Work to be completed:
Your answer should consist solely of the lines from the one holding "Target: yellow rapeseed field" through the final line of the entries, reproduced exactly and without pictures.

Point localization data:
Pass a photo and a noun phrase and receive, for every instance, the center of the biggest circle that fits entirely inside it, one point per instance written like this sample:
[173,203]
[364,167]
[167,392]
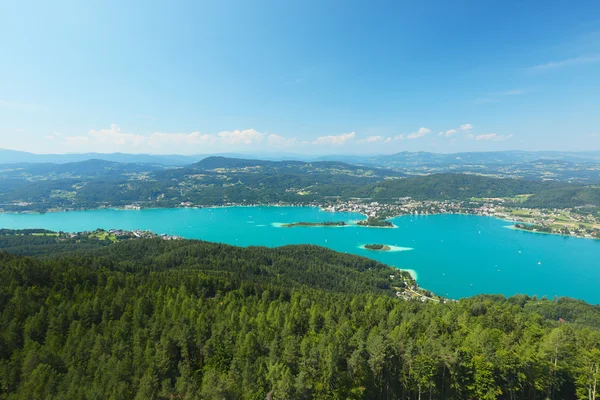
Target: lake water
[452,255]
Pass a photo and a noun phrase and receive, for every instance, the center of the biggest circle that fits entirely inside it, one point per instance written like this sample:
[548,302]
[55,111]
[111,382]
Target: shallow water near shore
[452,255]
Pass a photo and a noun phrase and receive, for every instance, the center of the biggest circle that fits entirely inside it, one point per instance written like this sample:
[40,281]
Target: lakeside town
[577,222]
[581,222]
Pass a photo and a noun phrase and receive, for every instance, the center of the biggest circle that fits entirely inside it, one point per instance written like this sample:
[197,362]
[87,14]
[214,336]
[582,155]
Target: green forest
[156,319]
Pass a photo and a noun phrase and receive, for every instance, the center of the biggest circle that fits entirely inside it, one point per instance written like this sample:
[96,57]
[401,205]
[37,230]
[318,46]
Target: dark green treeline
[152,319]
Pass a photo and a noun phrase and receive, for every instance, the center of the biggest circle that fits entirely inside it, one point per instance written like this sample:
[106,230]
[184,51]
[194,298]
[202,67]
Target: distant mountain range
[417,159]
[402,160]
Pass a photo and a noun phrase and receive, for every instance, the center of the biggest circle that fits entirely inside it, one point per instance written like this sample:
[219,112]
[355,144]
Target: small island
[375,222]
[325,223]
[377,247]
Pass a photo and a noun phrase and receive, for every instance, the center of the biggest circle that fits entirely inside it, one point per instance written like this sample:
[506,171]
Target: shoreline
[549,233]
[320,207]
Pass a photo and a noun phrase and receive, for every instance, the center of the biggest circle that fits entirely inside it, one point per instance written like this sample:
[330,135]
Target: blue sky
[313,77]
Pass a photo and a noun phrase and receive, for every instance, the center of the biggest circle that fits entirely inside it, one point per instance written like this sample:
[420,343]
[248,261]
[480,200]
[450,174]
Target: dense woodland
[155,319]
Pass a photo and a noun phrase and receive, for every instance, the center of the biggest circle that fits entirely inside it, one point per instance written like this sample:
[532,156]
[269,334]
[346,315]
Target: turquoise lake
[452,255]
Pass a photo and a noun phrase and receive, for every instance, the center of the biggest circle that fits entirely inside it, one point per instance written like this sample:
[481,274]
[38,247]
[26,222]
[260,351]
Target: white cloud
[375,139]
[566,63]
[247,136]
[415,135]
[159,139]
[448,133]
[145,116]
[514,92]
[335,139]
[491,136]
[113,135]
[113,139]
[280,141]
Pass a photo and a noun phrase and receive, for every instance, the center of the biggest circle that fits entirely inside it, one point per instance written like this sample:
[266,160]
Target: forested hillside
[155,319]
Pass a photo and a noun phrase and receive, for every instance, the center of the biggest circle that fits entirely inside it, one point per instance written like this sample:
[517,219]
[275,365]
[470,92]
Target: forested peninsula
[166,319]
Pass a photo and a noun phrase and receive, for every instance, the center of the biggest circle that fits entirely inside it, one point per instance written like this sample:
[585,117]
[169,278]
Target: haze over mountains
[397,160]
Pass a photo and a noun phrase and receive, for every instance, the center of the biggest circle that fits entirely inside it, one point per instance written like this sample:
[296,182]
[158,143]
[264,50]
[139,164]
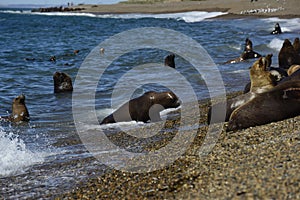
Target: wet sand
[263,8]
[256,163]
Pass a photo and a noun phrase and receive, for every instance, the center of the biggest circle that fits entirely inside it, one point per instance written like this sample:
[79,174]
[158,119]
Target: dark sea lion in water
[52,59]
[247,54]
[19,111]
[170,60]
[144,108]
[287,55]
[277,29]
[296,45]
[62,82]
[281,102]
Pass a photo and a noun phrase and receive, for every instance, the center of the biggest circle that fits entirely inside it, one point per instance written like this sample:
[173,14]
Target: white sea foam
[14,154]
[189,17]
[275,44]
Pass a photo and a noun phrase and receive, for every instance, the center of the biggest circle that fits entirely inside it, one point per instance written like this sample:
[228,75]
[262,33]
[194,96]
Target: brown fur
[19,110]
[144,108]
[287,55]
[62,82]
[293,69]
[247,54]
[296,45]
[280,103]
[261,79]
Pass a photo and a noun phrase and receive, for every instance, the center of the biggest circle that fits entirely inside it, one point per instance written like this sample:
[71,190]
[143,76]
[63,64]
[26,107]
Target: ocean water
[45,157]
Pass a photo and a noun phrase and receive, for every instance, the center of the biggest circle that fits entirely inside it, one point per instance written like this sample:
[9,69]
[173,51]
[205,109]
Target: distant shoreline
[233,8]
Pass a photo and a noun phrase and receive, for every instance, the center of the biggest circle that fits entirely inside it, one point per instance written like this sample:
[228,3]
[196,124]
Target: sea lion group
[267,98]
[273,93]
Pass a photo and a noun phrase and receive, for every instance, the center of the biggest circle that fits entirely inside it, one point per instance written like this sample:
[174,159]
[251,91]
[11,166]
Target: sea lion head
[287,55]
[19,110]
[169,60]
[165,99]
[62,82]
[296,45]
[261,78]
[248,45]
[293,69]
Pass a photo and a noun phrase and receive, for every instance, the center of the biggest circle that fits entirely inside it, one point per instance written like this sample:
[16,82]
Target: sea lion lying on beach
[62,82]
[296,45]
[19,111]
[277,29]
[144,108]
[247,54]
[293,69]
[170,60]
[261,79]
[287,55]
[279,103]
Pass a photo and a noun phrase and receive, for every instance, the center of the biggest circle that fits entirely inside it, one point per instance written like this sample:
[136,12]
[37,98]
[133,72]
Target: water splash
[14,155]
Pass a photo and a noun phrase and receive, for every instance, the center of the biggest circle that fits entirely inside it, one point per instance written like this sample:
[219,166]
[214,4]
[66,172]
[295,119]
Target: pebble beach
[259,162]
[256,163]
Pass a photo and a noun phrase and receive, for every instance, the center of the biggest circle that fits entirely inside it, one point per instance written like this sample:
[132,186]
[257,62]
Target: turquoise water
[42,158]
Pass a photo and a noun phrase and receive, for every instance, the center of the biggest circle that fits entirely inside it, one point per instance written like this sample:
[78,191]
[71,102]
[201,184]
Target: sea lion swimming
[277,29]
[287,55]
[279,103]
[19,111]
[169,60]
[144,108]
[62,82]
[247,54]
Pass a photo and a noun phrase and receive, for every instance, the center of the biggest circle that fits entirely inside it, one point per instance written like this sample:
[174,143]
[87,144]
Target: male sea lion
[247,54]
[296,45]
[279,103]
[169,60]
[19,110]
[261,79]
[62,82]
[293,69]
[287,55]
[277,29]
[230,104]
[144,108]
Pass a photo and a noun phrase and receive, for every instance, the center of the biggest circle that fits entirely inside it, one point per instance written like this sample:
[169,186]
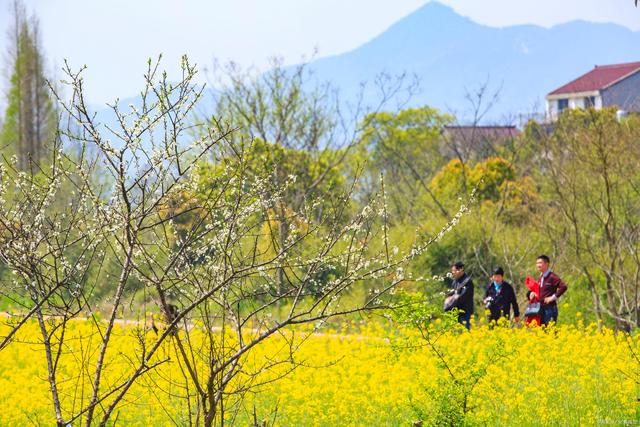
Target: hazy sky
[114,38]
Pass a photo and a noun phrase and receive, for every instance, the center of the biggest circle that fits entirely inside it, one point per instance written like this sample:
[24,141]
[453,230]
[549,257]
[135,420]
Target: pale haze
[114,38]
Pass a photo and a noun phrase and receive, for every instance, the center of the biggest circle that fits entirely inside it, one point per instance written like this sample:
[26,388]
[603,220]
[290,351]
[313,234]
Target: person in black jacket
[462,289]
[500,298]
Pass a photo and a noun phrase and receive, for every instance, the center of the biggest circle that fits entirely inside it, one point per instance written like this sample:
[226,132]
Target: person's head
[542,263]
[457,269]
[498,275]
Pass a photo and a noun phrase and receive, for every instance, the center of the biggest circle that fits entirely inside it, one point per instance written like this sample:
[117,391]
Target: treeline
[570,189]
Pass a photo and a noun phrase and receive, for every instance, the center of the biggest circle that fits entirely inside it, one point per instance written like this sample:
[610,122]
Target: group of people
[500,297]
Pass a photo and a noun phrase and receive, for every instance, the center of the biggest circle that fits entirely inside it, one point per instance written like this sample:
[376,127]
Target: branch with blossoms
[229,261]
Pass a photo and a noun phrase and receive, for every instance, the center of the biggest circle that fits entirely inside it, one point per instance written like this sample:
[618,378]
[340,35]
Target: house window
[562,104]
[589,101]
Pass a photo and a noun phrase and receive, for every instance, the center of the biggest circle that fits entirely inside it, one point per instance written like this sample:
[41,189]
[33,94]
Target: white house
[606,85]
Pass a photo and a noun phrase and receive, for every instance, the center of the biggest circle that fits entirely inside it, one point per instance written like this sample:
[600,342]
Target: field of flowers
[570,375]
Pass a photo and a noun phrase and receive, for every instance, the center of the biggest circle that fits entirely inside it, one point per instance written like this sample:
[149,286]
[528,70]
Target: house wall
[624,94]
[574,102]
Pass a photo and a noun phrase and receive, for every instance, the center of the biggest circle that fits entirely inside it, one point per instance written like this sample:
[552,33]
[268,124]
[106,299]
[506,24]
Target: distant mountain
[450,53]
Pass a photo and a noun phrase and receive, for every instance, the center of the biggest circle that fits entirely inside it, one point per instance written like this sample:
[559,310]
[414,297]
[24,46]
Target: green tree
[30,118]
[405,148]
[588,170]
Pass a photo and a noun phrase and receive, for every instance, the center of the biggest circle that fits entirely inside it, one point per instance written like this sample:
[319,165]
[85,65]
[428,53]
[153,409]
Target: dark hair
[544,258]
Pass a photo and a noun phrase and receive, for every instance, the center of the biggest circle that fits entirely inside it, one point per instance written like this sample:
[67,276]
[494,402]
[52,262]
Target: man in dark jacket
[462,288]
[500,298]
[551,288]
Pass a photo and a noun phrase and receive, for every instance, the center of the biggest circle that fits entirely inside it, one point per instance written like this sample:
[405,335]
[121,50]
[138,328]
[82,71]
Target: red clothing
[552,285]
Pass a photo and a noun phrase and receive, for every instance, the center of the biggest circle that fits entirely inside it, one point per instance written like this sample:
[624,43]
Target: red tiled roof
[598,78]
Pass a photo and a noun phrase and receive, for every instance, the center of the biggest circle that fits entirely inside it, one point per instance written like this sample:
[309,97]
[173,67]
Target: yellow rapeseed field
[379,376]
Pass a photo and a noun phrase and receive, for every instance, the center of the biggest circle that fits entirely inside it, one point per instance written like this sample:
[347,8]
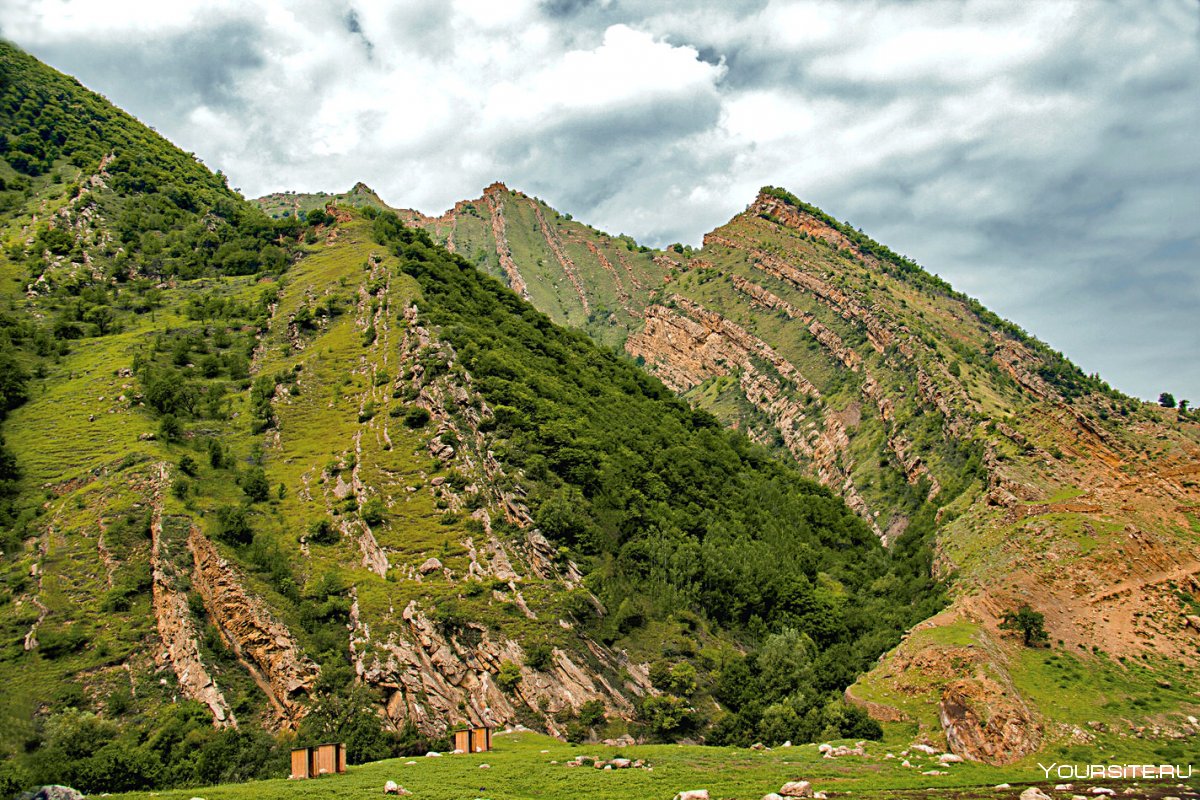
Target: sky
[1041,155]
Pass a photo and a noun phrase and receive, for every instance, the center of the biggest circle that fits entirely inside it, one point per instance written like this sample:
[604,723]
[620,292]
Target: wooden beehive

Exercise result:
Target: yellow rapeseed field
[379,376]
Pass a photo and a noun phrase and receive, for every instance, the center of the biggest circle that fits entirely inside it, one point per instance written like this sample:
[347,8]
Target: sky
[1041,155]
Pass a photo and a noun phrase and receive, for every instance, the center of the biggest circle that fits entirely inside it, one point per instance written like this sample:
[604,723]
[620,292]
Target: wooden beehive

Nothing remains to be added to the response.